Website Takes City Officials to Task

Anonymous watchdog goes online to post data, skewer Huntington Park's council
members.


By Sam Quinones,
Times Staff Writer

Los Angeles Times. Los Angeles, California.
Aug 21, 2004. pg. B.1


When Huntington Park Councilman Ed Escareno spent double his city- allotted travel budget for two
years in a row,
watchourcity.com asked him to pay it back.

When the City Council voted itself a $350-a-month raise, and hired its city attorney in closed session
and without requesting competing bids from other attorneys, the website listed which council members
had gone along with it all.

And when the council approved $50,000 in cash and in-kind services to help an influential business
group put on a Mexican Independence Day celebration, while allocating $16,500 for a Fourth of July
celebration and cutting preschool programs' funding, the website wisecracked, "It seems that the
Budget Committee and the rest of City Council members do not have any close ties with the city's
preschoolers."

Wrapping an old-style muckraking soul in new technology, the website,
www.watchourcity.com is an
experiment in public oversight that has been kicking the shins of Huntington Park elected officials since it
went online in March.

In news story form, the website presents public-record data on who donated money to which council
member, along with suggestions as to what the donor might want in return.

The site includes links to the budget and city contracts. Sprinkled through its pages are quotes on civic
involvement from Abraham Lincoln, Plato and Pablo Picasso, together with barbed questions along the
lines of: "What was Mayor Juan Noguez, Vice Mayor Ofelia Hernandez and council member Mario Gomez
hiding from the public?"

Though the site regularly takes public officials to task, the founder has refused to make his own identity
public. He would only tell The Times that he was a bilingual adult, born in Mexico and raised in the United
States, a city resident though not a city employee, and that he worked on the site six to eight hours a
week and made no money from it. He also said he'd never worked in journalism or with computers. He
has communicated with The Times by e-mail and telephone.

"We receive a lot of whistle-blower e-mail," he said. "Everybody fears reprisal, everybody. Anonymity is
paramount."

LIST OF TASKS.
1. Count the lines in the records that contain the word "every" and give only that number.
2. Please proceed with the article about the Huntington Park watchdog website, picking up right after its last sentence.
The article and the records are unrelated material.

[Records of labeled regions]
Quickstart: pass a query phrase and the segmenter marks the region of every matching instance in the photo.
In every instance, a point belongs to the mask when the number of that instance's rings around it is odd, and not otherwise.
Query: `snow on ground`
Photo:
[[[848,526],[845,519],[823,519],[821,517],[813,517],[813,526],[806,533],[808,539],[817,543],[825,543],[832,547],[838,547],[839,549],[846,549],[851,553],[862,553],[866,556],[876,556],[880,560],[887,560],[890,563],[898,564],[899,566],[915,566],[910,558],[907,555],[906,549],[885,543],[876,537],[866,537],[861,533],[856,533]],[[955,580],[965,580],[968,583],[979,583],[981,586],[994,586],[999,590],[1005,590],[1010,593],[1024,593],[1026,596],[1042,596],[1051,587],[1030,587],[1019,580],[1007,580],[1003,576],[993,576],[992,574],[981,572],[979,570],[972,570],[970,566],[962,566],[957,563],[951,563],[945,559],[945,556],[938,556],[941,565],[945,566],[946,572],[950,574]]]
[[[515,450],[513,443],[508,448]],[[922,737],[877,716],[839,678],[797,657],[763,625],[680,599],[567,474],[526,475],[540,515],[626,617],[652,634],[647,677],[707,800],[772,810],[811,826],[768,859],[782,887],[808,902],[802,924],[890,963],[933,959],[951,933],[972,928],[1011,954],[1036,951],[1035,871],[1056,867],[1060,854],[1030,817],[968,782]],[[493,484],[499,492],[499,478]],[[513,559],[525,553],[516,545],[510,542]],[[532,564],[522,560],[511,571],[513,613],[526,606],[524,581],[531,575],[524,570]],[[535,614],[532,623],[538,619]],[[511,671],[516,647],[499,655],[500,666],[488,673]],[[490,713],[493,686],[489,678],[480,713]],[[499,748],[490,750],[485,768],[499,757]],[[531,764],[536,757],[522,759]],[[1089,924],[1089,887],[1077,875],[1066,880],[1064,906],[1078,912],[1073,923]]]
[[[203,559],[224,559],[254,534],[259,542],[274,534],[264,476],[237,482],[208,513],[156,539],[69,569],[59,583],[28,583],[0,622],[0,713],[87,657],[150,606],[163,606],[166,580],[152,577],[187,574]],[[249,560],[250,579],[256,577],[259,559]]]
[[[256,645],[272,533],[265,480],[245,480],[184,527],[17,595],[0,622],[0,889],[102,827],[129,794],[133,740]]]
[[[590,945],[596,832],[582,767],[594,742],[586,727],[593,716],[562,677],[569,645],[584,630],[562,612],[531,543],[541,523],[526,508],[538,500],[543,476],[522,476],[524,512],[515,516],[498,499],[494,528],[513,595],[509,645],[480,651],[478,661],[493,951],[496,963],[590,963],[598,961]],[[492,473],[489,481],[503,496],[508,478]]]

RESULTS FOR THE EXERCISE.
1. 2

2.
The site's founder said he was attempting to fill the void left by the decline of news coverage and civic
participation in the city over the last 20 years.

Blue-collar Huntington Park is similar to many towns southeast of downtown Los Angeles. Its population
of 62,000 is made up overwhelmingly of immigrants from Mexico and Central America, many of whom are
not U.S. citizens, have no history of civic involvement or newspaper reading and are busy working and
raising families. With the transition of those communities from middle-class white to poor Latino
immigrant in the last two decades, local newspapers declined dramatically. The Los Angeles Times and
La Opinion focus their coverage nationally and regionally as opposed to daily coverage of the 88 cities in
the county."

We really don't have a local paper," said Councilman Ric Loya, who has served on the council for 12
years.

Huntington Park, moreover, has become a place for immigrant families to get established before they
move east, to towns like Downey or Whittier.

All that has created a vacuum in civic oversight that is typical of many small cities, said Felix Gutierrez, a
journalism professor at USC. "The vacuum came at the same time that there's been an explosion of
media technology. It's natural that some people somewhere would be using that technology to fill that
void."

According to the website founder, a group of city residents saw these demographics and a lack of public
oversight give rise to chaos a few years ago in South Gate, where the city treasurer, the mayor and two
council members were recalled amid corruption allegations."

There was no watch group as is the case in communities that have better educated populations, or
second- and third-generation immigrants," the founder said. "Here you have first-generation immigrants
with the least involvement in civic duties. Twelve hundred votes can elect a councilman. That's a very
small minority that can elect a council member who then makes decisions on how millions of dollars are
spent."

Mayor Noguez, a critic of the site, said he read it when it started, because it posted facts about city
spending. Then the site began to editorialize, he said.

"I lost respect for them when they started doing that," the first- term mayor said. "A prudent website
that is non-opinionated, just gives the facts, is what's necessary virtually in every city. Black and white
was all they needed to print, and they chose to start doing a lot more than that. It's completely
one-sided. They only take the bad."

Noguez said the site had not asked for his side of what it posted."

We'd like to hear from [council members]," the site founder said. "Perhaps I should start to contact
them."

Noguez said he believed that Linda Guevara was behind the site and was using it to lash out at her
opponents. Guevara, a former councilwoman, was convicted in 2002 of lying when she falsely claimed to
live in Huntington Park.

Guevara said she was called by the website founder and answered his questions about what
documents were public record and how to obtain them. But she said she had nothing to do with
organizing the site. "I don't have time," she said.

"I don't know why they keep bringing my name into things. I just work in my home."

The site founder said Guevara has contributed only public records to the site, but "whether Linda was
involved in it or not, public record is public record."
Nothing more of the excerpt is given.